## YOUR GOAL:
Please copy every line of the data in which the string "helmet" appears.

Records contained in a dataset:
/---
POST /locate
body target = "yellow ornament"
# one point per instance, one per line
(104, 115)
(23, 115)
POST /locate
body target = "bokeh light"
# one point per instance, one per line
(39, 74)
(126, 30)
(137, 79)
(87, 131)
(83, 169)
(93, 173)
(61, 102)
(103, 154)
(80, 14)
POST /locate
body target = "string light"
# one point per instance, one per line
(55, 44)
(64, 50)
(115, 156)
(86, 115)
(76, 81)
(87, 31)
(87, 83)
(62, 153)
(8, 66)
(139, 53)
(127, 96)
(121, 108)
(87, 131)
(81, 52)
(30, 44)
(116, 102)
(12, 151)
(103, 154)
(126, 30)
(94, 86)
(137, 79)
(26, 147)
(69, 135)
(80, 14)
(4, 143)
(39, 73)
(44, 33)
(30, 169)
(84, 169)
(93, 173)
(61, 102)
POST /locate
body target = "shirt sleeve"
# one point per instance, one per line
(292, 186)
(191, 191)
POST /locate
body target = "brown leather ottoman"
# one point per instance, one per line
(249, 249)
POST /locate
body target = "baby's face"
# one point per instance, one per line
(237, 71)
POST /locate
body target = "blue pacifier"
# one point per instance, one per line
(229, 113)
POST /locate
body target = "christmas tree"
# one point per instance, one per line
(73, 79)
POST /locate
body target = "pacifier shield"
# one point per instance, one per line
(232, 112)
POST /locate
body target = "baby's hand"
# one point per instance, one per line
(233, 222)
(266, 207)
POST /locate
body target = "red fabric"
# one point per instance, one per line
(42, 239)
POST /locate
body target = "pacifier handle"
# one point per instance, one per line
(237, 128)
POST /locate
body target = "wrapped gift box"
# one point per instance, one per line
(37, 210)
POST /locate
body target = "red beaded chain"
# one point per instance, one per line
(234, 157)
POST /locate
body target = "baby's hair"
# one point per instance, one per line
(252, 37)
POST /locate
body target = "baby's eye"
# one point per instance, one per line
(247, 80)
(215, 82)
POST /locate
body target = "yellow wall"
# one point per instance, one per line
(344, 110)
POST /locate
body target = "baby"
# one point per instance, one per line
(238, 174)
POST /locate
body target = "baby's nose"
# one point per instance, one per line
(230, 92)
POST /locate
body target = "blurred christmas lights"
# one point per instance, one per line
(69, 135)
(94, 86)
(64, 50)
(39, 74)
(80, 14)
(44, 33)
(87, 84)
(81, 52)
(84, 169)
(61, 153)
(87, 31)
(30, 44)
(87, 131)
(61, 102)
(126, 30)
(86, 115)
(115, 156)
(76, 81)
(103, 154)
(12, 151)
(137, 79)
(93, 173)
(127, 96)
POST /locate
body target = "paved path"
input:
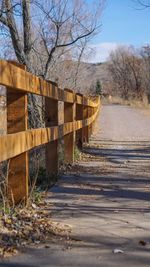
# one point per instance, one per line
(104, 200)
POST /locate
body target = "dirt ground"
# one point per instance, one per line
(104, 199)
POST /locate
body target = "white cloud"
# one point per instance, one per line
(100, 52)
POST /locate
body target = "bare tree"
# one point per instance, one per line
(126, 70)
(40, 29)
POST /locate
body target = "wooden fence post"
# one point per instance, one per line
(69, 139)
(90, 127)
(79, 116)
(17, 115)
(51, 114)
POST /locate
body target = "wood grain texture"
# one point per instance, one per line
(16, 78)
(17, 116)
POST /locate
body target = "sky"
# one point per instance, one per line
(123, 23)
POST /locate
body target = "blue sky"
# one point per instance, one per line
(123, 23)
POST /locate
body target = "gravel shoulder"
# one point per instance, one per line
(104, 199)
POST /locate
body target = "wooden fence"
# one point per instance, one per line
(79, 114)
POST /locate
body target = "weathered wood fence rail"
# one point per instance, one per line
(79, 114)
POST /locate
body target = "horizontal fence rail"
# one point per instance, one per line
(79, 114)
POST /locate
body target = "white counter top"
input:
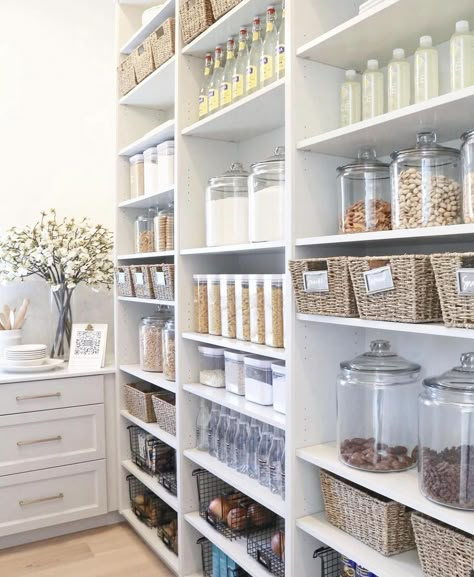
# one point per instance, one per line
(60, 373)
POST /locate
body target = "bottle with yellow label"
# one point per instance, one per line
(216, 79)
(252, 73)
(240, 65)
(267, 58)
(225, 89)
(204, 93)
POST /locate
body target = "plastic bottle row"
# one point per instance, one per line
(366, 99)
(250, 447)
(246, 307)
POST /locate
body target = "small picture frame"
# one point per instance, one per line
(88, 346)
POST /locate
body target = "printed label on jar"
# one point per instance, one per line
(316, 281)
(379, 280)
(465, 281)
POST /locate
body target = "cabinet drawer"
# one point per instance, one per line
(50, 394)
(45, 439)
(52, 496)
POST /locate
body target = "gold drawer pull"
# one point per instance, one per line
(30, 397)
(41, 500)
(36, 441)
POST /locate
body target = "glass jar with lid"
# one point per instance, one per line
(150, 338)
(467, 155)
(426, 184)
(169, 362)
(364, 194)
(227, 208)
(144, 232)
(377, 415)
(446, 412)
(267, 198)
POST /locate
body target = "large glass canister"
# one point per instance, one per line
(446, 466)
(227, 208)
(377, 415)
(364, 195)
(426, 185)
(467, 156)
(267, 198)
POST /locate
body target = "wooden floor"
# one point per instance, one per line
(113, 551)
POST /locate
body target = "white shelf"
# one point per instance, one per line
(151, 538)
(161, 198)
(151, 428)
(156, 91)
(146, 255)
(256, 114)
(160, 134)
(145, 301)
(375, 33)
(392, 131)
(239, 404)
(156, 379)
(239, 481)
(140, 35)
(257, 247)
(434, 329)
(404, 565)
(236, 550)
(455, 233)
(152, 484)
(401, 487)
(236, 345)
(227, 25)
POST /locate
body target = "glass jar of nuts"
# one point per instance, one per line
(426, 185)
(376, 410)
(364, 195)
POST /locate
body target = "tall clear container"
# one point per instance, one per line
(467, 155)
(364, 195)
(376, 392)
(426, 185)
(446, 466)
(267, 198)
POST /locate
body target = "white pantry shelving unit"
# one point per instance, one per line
(301, 112)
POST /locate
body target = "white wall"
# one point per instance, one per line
(57, 123)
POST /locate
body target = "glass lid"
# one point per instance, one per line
(457, 379)
(381, 360)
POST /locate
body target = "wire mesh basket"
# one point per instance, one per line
(230, 512)
(267, 546)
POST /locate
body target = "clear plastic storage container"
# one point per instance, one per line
(201, 316)
(279, 387)
(267, 198)
(364, 195)
(376, 410)
(467, 155)
(228, 306)
(227, 208)
(273, 291)
(137, 186)
(234, 373)
(258, 380)
(257, 309)
(212, 367)
(214, 304)
(446, 468)
(242, 307)
(426, 185)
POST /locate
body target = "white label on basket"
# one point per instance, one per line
(465, 281)
(379, 280)
(160, 278)
(316, 281)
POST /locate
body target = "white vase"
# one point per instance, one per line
(9, 339)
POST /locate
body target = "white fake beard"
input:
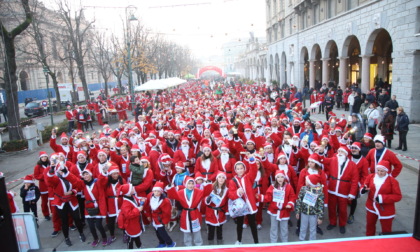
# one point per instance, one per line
(287, 148)
(248, 135)
(341, 159)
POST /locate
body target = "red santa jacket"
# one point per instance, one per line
(129, 217)
(190, 214)
(342, 184)
(388, 193)
(278, 208)
(246, 183)
(159, 209)
(388, 156)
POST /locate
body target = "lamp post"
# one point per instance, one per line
(46, 71)
(129, 13)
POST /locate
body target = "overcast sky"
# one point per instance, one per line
(203, 25)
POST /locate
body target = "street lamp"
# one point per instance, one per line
(129, 14)
(46, 72)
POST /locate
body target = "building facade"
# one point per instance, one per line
(345, 41)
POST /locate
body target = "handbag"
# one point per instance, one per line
(371, 123)
(93, 211)
(238, 207)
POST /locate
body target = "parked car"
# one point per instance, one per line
(34, 109)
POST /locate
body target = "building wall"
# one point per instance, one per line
(400, 18)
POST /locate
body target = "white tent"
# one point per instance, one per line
(160, 84)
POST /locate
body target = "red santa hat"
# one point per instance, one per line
(368, 135)
(158, 186)
(267, 145)
(145, 159)
(221, 174)
(188, 179)
(357, 145)
(87, 170)
(113, 169)
(101, 152)
(64, 136)
(379, 138)
(225, 147)
(313, 179)
(125, 189)
(280, 173)
(250, 141)
(42, 154)
(81, 153)
(29, 179)
(383, 164)
(135, 147)
(316, 159)
(205, 146)
(180, 165)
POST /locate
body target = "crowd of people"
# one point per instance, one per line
(195, 157)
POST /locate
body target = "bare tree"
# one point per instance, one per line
(77, 31)
(10, 78)
(102, 57)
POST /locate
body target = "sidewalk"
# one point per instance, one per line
(413, 141)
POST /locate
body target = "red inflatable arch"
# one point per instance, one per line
(209, 68)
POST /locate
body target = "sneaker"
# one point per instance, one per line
(350, 220)
(106, 241)
(55, 233)
(68, 242)
(95, 243)
(329, 227)
(171, 245)
(319, 230)
(82, 237)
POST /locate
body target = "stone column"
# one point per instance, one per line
(311, 73)
(342, 80)
(325, 71)
(365, 73)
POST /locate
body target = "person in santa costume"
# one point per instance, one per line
(95, 205)
(190, 222)
(362, 168)
(129, 217)
(65, 186)
(379, 153)
(281, 198)
(113, 200)
(241, 186)
(383, 192)
(158, 211)
(342, 186)
(64, 147)
(216, 206)
(42, 164)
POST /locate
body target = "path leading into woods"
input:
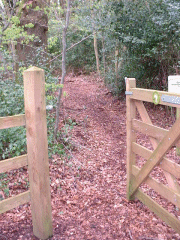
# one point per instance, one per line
(89, 185)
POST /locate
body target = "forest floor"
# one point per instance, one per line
(88, 185)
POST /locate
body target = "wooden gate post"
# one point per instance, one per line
(37, 149)
(131, 136)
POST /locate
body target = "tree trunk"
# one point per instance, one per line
(40, 21)
(63, 68)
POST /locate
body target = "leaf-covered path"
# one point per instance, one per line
(89, 185)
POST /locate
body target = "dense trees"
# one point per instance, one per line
(127, 38)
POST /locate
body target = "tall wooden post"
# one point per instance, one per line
(37, 149)
(131, 136)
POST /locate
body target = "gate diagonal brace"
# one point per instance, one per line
(168, 141)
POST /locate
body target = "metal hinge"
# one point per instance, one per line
(170, 99)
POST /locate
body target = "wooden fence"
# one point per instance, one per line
(162, 140)
(37, 155)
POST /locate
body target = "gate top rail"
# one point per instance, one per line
(156, 97)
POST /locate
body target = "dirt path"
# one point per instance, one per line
(89, 186)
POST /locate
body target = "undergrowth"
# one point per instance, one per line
(13, 140)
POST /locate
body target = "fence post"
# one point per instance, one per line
(37, 149)
(131, 136)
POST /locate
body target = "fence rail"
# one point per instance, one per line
(37, 155)
(162, 140)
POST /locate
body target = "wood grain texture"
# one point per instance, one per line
(168, 141)
(131, 137)
(12, 121)
(37, 148)
(13, 163)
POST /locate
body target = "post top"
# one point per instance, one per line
(33, 69)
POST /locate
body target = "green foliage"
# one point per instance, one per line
(4, 184)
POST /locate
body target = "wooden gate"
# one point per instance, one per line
(162, 141)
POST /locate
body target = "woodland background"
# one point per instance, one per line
(115, 39)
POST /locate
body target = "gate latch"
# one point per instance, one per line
(128, 93)
(170, 99)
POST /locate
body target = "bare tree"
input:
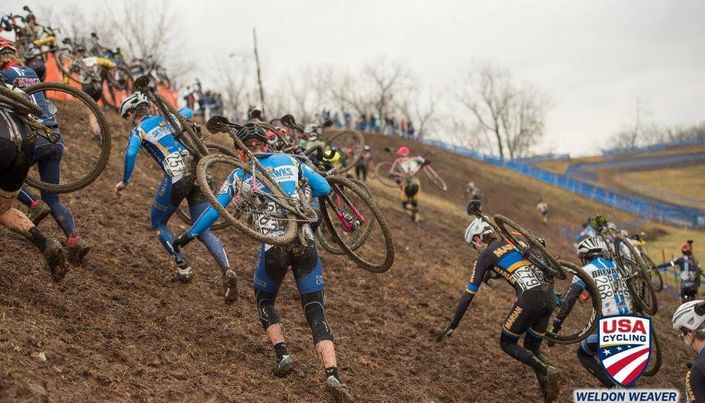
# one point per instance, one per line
(424, 113)
(346, 90)
(641, 131)
(308, 92)
(388, 83)
(514, 116)
(234, 79)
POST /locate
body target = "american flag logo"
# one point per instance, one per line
(624, 347)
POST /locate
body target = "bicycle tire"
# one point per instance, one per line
(105, 145)
(386, 264)
(182, 212)
(202, 179)
(435, 179)
(331, 246)
(655, 272)
(360, 240)
(656, 356)
(20, 104)
(589, 327)
(549, 265)
(357, 153)
(382, 170)
(636, 281)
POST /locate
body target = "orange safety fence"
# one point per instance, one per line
(53, 74)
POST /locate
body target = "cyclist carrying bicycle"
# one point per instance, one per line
(362, 166)
(16, 155)
(532, 308)
(690, 272)
(47, 156)
(616, 300)
(410, 184)
(273, 261)
(153, 134)
(689, 321)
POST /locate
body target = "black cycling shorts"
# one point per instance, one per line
(531, 312)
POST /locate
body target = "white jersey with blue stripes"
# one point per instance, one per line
(615, 296)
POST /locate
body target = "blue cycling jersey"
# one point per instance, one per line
(155, 135)
(286, 170)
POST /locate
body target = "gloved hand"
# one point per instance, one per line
(473, 206)
(182, 241)
(446, 333)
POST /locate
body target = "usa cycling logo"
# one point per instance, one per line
(624, 347)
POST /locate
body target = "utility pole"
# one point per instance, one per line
(259, 72)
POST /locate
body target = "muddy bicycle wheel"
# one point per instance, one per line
(20, 104)
(656, 277)
(530, 247)
(350, 144)
(77, 115)
(385, 175)
(183, 212)
(357, 225)
(580, 320)
(636, 274)
(436, 179)
(326, 241)
(252, 214)
(656, 356)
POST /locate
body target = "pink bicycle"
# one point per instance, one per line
(392, 174)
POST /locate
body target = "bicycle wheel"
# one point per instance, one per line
(256, 215)
(350, 144)
(580, 320)
(636, 275)
(435, 178)
(357, 225)
(186, 131)
(530, 247)
(656, 277)
(183, 212)
(385, 175)
(656, 356)
(20, 104)
(85, 133)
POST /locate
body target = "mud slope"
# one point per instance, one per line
(112, 332)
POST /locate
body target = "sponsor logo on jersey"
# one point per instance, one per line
(624, 347)
(504, 249)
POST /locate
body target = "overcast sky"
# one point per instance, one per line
(592, 58)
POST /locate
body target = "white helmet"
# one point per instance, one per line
(132, 102)
(592, 245)
(477, 227)
(689, 316)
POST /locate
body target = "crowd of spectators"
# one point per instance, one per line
(204, 103)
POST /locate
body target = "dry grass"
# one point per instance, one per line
(688, 181)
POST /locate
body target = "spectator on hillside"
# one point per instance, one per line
(347, 117)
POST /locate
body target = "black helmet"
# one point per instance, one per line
(252, 131)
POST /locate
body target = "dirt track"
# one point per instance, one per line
\---
## OUTPUT OF THE EXERCISE:
body target = "white helmet"
body target = "black helmet"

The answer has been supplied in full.